> [PROVIDED TEXT]

= = = =

Friday, December 3, 2010

How do you fix sweatshirt sleeves that are just barely too short? It is really starting to bug.


There is a lot on my mind today. Sometimes my flesh wins, and I lash out. Or sometimes my flesh wins and I say nothing. It's been that kind of day for me, and I spend some amounts of time wishing Jesus would come back for messy old us. It's fitting that I read Genesis 19 today, because those people were SCREWED UP. Lot did nearly everything possible wrong, and yet still God loved him. Lot spent ample amounts of time not trusting God's plan, forging his own way, and looking back at his old life. Even as he hesitated, knowing his old life was going to literally burn, God had the angel grab his hand and pull him away. What a patient, loving, merciful God. I want to be that to people, but it is so hard. People can only break your heart so many times over before you want to give up on them. I guess that's just a place I need to 'yield' each day and work on. It isn't easy--but Jesus forgave ME, and pulled me away from the sin and death clinging to my life, my soul. Daniel DeGeare did a really good job leading Communion tonight. I had a living, breathing God that came down to earth and was up against all that I'm up against. I'm sure people hurt him and ignored his advice and shut him out time and time again, but he didn't give in or even retaliate: He loved them deeply. He loved them deeply enough to die for a whole crowd of them as they mocked and spit at Him. How beautiful a love. How hard a love to show. Daily I am discouraged and frustrated. Daily I realize I suck at dying to myself.

1 comment:

Hayden said...

You are honest, and that's good. I think I understand where you're at, the Lord is showing me a lot too and it's good to realize God's character. Good writing!

= = = =

> [SOURCE INFORMATION]
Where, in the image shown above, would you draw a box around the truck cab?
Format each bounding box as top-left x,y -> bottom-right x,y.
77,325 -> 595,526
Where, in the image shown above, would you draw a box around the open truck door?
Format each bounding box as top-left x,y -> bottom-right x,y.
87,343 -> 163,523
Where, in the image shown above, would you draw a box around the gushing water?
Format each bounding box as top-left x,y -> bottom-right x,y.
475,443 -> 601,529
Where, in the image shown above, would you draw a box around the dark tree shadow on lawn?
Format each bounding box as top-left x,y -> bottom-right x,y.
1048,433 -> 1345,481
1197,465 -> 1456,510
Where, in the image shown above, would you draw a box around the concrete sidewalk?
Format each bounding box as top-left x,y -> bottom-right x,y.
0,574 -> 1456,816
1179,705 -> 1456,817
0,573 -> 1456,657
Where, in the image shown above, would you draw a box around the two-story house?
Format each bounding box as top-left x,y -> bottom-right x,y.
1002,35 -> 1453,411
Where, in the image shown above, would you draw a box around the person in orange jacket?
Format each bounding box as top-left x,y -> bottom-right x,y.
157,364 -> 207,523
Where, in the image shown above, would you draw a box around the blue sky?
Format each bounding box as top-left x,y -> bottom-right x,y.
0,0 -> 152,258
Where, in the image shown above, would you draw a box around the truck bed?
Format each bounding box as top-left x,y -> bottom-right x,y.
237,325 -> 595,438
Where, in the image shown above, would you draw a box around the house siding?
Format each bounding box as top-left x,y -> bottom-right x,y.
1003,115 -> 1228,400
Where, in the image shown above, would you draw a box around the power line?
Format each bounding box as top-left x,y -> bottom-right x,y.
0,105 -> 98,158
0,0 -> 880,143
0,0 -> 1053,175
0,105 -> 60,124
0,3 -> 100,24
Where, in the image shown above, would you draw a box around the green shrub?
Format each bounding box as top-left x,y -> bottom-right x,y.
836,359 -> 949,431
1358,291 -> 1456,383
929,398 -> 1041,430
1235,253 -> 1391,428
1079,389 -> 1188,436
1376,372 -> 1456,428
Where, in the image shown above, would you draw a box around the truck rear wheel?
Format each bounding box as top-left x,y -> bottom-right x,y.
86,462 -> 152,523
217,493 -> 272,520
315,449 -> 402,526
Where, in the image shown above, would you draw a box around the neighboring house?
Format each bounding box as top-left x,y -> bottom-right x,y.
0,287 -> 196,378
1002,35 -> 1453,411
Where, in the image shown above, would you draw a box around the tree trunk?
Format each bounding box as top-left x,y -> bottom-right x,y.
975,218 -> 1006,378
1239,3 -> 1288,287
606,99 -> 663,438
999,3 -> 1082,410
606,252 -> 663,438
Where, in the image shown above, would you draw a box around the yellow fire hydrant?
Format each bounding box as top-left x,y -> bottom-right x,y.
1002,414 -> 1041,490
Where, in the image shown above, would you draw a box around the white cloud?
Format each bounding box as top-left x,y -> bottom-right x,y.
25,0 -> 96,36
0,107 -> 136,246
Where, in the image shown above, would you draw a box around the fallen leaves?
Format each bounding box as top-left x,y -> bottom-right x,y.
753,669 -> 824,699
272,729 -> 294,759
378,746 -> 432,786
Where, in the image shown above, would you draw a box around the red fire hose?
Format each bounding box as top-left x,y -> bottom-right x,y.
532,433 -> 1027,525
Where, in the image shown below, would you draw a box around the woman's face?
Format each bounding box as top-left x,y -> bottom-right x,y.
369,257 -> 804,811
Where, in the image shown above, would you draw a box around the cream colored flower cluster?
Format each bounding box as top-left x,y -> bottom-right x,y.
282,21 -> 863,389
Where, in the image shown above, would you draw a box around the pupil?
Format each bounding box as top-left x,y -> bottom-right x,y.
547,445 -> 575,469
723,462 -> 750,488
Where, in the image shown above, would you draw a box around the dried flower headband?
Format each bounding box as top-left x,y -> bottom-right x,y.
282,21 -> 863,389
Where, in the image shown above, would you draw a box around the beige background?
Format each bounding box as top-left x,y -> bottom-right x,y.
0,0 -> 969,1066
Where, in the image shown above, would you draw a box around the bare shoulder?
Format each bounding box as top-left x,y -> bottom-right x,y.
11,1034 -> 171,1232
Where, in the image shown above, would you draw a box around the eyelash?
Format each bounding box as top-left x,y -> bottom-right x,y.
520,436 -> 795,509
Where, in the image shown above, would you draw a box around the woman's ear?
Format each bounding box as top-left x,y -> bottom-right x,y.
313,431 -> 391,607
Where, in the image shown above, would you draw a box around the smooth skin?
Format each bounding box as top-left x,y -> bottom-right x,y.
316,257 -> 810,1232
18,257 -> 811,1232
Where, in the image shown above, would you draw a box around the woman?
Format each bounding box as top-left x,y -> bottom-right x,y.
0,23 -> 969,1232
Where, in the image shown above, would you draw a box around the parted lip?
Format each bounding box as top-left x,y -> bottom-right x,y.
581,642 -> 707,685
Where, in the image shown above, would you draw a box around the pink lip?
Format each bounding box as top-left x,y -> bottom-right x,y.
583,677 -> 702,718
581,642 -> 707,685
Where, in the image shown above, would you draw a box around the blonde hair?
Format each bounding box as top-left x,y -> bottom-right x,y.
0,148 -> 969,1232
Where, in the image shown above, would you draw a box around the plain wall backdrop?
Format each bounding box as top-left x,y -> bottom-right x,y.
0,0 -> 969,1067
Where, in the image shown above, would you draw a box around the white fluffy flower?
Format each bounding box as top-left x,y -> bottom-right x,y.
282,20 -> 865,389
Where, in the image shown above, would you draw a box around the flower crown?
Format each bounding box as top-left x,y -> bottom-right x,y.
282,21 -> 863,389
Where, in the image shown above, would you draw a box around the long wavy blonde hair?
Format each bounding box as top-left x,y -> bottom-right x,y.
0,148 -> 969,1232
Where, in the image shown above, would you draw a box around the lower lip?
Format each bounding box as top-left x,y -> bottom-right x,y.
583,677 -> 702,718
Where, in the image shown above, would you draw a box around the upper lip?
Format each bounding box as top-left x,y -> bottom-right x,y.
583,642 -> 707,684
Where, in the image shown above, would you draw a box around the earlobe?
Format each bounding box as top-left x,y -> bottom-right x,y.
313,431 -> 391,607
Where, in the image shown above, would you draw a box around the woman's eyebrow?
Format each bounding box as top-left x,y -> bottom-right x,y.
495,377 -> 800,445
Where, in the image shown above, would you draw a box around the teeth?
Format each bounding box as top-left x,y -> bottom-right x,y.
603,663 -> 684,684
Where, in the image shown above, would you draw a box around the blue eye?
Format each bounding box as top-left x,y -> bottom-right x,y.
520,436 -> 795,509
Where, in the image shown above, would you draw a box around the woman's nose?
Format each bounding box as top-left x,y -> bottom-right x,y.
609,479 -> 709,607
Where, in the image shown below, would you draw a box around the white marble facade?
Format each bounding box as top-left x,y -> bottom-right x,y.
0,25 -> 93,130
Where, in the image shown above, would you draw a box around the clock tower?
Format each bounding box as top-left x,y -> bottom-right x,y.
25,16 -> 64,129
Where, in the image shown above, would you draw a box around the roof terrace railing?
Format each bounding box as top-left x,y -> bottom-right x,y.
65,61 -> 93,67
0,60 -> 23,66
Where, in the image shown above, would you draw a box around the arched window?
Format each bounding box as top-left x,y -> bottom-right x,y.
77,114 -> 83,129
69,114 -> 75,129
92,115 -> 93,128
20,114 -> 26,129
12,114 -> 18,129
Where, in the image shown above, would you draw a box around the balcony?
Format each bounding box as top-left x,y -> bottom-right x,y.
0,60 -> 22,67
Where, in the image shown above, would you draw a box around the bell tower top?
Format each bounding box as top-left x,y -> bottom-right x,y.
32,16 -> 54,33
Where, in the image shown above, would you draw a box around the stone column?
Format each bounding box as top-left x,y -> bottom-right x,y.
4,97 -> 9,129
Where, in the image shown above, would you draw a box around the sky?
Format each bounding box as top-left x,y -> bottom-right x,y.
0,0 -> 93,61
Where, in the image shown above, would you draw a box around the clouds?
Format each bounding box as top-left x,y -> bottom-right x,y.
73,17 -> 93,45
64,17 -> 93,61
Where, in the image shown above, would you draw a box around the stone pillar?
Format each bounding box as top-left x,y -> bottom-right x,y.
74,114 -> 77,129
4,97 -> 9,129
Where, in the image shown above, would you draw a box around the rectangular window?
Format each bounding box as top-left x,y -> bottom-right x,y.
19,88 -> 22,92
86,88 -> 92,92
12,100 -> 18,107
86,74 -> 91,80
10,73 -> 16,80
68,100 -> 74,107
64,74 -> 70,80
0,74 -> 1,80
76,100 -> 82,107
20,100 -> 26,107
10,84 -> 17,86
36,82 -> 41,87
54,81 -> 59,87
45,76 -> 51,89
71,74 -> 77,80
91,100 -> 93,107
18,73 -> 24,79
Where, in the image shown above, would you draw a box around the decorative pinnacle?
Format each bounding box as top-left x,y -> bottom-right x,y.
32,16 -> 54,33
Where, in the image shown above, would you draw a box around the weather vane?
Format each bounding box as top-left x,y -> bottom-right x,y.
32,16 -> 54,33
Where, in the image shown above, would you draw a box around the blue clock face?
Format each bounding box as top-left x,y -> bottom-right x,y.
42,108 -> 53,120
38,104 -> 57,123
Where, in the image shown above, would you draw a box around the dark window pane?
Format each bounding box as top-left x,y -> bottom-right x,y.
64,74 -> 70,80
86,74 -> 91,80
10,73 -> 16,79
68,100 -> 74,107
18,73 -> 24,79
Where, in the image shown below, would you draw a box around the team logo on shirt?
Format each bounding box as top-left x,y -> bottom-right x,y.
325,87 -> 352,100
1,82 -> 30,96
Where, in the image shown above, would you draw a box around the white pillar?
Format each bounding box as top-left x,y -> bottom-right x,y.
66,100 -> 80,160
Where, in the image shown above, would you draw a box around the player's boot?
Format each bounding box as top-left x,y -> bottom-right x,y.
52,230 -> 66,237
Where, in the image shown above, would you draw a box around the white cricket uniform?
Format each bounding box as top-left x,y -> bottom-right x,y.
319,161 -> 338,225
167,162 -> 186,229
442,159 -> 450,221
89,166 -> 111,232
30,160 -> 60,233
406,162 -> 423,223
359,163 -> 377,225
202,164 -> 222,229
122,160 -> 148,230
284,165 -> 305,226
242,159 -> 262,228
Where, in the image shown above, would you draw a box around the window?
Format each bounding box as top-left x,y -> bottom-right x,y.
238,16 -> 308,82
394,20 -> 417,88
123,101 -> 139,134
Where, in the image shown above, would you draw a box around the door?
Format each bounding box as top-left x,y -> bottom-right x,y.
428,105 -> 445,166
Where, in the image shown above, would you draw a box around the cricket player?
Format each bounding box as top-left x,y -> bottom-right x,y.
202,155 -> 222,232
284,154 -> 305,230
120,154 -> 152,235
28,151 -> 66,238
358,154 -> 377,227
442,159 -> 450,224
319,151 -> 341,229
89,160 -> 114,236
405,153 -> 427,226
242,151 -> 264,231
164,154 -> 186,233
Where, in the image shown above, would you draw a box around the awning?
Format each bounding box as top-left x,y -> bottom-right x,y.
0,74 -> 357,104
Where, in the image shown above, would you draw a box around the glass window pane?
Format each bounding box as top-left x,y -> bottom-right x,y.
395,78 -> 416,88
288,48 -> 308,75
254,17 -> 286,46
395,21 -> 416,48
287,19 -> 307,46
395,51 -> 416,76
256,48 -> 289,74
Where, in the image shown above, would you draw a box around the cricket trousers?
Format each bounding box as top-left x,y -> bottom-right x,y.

= = = =

> [TASK SET]
- a) Answer these questions from the blog post, one line each:
(i) Which chapter of Genesis did the writer read that day?
(ii) Who led Communion that night?
(iii) What is the name of the person who left the comment?
- b) Decide whether each statement agrees with the blog post. For each, answer yes or no and quote the words that decide it.
(i) The writer says Lot trusted God's plan throughout.
(ii) The post is dated Friday, December 3, 2010.
(iii) The commenter praises the writing.

> [ANSWERS FOR EACH ITEM]
- a)
(i) Genesis 19
(ii) Daniel DeGeare
(iii) Hayden

- b)
(i) No: "Lot spent ample amounts of time not trusting God's plan"
(ii) Yes: "Friday, December 3, 2010"
(iii) Yes: "Good writing!"